Am 19. März hatten wir mein heißersehntes Ziel, den Uellestrom, erreicht, der seine trüben, bräunlich schimmernden Fluten zwischen hohen Uferwänden majestätisch gen Westen wälzte. Dies war also der rätselhafte Fluß, auf den ich infolge der Erzählungen der Nubier bereits seit dem Aufbruch von Chartum aufs höchste gespannt war. Wer eine Ahnung hat von der unklaren Darstellungsweise der arabisch sprechenden Völker, wenn es sich um Stromläufe und Stromrichtungen handelt, der wird die Spannung begreifen, mit der ich einen Durchblick nach dem großen Wasser zu gewinnen suchte. Auf dem nächsten Weg brach ich mir durch das Ufergebüsch Bahn nach dem mächtigen Strom. Sein Rauschen, das durch die Felsbänke in seinem Bett verursacht wurde, war bereits eine Zeitlang zu meinen Ohren gedrungen. Floß das Wasser nach Osten, so war das Rätsel der Wasserfülle des Mwutan, des 1864 von Baker entdeckten Albertsees, eines der Quellbecken des Nil, gelöst. Floß es aber nach Westen, dann konnte es nicht mehr zum Nilsystem gehören. Es strömte nach Westen, das große Wasser, und es gehörte darum nicht mehr zum Nil! Der neuentdeckte Strom war hier 400 Kilometer von der Nordostecke des Mwutan entfernt, und bei all den vielen Stromschnellen, die er bereits hinter sich gelassen, immer noch in einer Meereshöhe gleich der des Sees oder sie übertreffend.
*****
> Aufgabe a:
Beantworte anhand des Textes über den Uellestrom diese Fragen:
(i) An welchem Tag wurde der Uellestrom erreicht?
(ii) Wer hat den Albertsee entdeckt, und in welchem Jahr?
(iii) Wie viele Kilometer lag der Strom an dieser Stelle von der Nordostecke des Mwutan entfernt?

> Bereitgestellte Daten:
*****
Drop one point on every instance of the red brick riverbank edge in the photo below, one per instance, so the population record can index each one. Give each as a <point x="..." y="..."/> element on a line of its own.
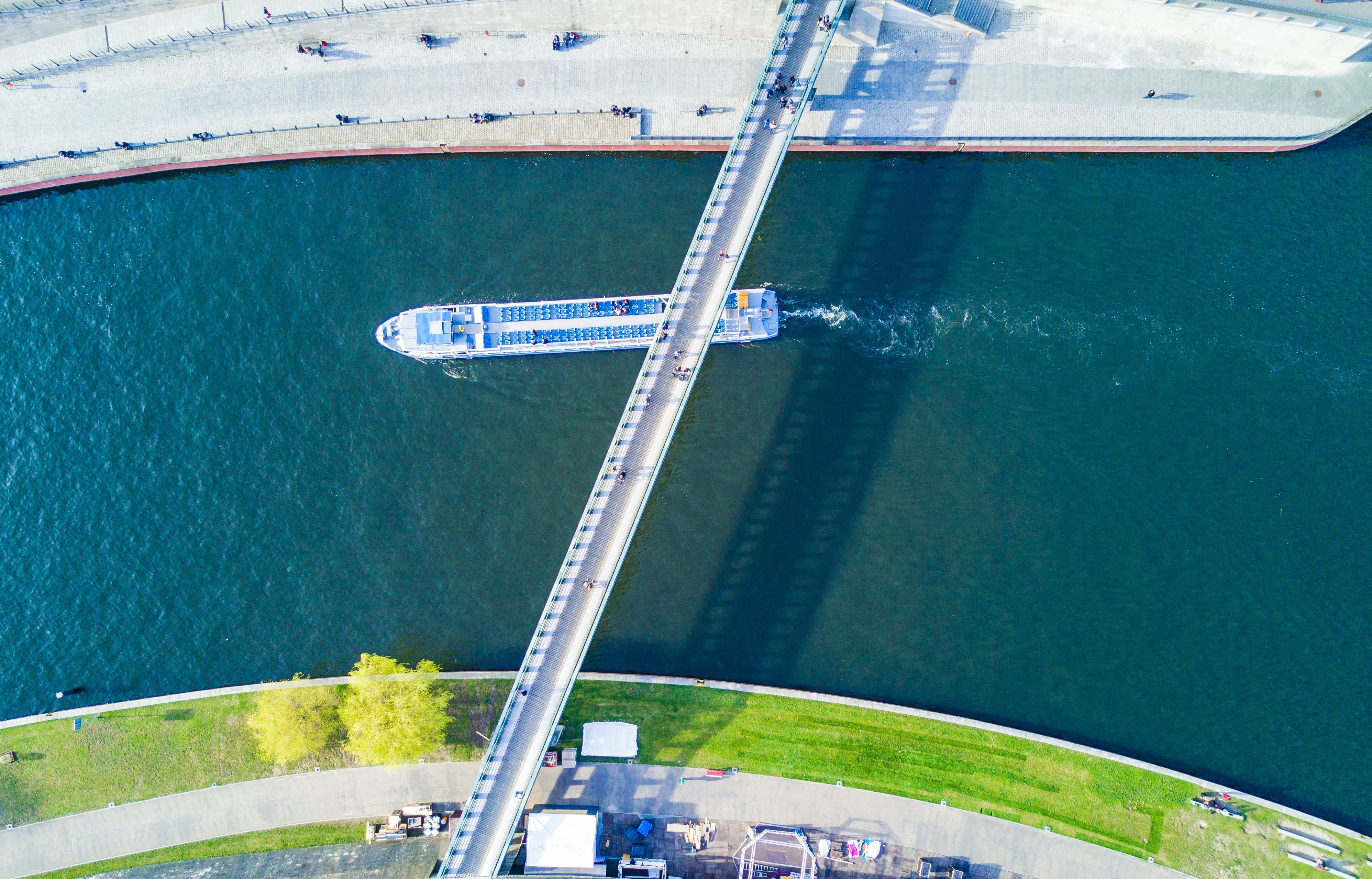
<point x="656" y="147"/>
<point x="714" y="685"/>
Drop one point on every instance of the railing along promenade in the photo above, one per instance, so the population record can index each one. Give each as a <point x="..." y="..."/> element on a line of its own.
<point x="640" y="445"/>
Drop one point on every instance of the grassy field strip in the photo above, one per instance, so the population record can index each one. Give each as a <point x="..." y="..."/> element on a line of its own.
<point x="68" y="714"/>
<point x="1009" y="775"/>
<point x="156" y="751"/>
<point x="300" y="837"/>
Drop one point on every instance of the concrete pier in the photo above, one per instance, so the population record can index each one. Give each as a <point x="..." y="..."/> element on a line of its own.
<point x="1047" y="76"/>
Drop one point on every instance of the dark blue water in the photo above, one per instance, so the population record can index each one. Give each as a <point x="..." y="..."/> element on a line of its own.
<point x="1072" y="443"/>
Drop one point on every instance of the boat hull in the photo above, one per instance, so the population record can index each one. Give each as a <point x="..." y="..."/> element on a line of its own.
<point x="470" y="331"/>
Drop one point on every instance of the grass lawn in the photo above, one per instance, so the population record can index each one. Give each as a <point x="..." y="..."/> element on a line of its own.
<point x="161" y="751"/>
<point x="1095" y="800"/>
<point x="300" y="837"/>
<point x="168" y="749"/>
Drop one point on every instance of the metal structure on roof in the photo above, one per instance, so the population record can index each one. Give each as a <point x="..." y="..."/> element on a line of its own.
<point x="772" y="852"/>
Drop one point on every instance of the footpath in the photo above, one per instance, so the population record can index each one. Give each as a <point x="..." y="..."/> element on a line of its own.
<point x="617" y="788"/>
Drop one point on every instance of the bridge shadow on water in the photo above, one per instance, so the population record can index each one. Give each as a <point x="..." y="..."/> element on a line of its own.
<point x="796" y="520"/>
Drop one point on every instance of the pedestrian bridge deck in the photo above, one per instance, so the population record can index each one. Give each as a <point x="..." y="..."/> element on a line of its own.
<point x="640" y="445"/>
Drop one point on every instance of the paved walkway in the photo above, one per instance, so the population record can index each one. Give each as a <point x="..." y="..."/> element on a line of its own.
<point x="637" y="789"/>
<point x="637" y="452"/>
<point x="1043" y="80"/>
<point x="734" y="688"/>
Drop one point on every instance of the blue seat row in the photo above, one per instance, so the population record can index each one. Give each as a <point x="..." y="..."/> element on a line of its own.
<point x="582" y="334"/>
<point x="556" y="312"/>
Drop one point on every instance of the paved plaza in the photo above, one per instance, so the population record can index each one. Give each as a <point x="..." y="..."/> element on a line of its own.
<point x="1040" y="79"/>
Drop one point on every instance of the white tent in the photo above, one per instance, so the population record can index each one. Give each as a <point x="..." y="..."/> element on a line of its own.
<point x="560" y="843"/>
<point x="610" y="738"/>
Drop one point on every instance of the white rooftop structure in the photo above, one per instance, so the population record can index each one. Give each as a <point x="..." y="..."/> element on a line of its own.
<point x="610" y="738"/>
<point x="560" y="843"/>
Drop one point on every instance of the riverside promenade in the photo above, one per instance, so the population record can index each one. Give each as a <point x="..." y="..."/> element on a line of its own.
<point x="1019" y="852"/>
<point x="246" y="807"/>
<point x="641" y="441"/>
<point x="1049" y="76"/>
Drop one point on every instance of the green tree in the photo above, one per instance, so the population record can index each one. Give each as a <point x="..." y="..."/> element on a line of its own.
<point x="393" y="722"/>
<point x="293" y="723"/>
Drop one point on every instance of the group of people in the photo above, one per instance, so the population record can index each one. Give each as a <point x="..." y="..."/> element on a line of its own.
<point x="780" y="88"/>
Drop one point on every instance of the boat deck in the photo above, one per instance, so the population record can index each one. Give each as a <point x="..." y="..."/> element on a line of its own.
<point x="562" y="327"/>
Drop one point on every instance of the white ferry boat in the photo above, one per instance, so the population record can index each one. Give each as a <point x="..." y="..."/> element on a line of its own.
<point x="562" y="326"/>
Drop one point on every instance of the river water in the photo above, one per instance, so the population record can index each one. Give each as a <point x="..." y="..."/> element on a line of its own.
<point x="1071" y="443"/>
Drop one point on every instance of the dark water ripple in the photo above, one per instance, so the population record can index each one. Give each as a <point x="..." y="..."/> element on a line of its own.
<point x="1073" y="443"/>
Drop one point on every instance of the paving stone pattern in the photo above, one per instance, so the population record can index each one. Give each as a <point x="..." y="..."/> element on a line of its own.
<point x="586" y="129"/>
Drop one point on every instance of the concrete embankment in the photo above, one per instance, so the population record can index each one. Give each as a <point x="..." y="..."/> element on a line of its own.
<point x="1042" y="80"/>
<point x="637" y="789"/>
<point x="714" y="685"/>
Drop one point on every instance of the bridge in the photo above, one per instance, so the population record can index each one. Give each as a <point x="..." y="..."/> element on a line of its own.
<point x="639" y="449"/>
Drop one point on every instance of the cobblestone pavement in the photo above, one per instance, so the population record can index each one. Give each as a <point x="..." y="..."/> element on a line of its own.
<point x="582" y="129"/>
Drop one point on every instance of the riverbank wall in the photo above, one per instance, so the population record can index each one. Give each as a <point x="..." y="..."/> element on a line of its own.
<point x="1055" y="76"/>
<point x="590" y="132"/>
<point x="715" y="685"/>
*****
> Aufgabe b:
Stelle die Zeilen der Datensätze als nummerierte Liste dar, beginnend mit der Zeile, die „Drop one point on every instance of the riverbank“ enthält, und endend mit dem Schluss der Datensätze, beide Enden eingeschlossen. Leerzeilen lässt du weg.

> Fertige Antwort a:
(i) Am 19. März.
(ii) Baker, im Jahr 1864.
(iii) 400 Kilometer.

> Fertige Antwort b:
1. Drop one point on every instance of the riverbank wall in the photo above, one per instance, so the population record can index each one. Give each as a <point x="..." y="..."/> element on a line of its own.
2. <point x="1055" y="76"/>
3. <point x="590" y="132"/>
4. <point x="715" y="685"/>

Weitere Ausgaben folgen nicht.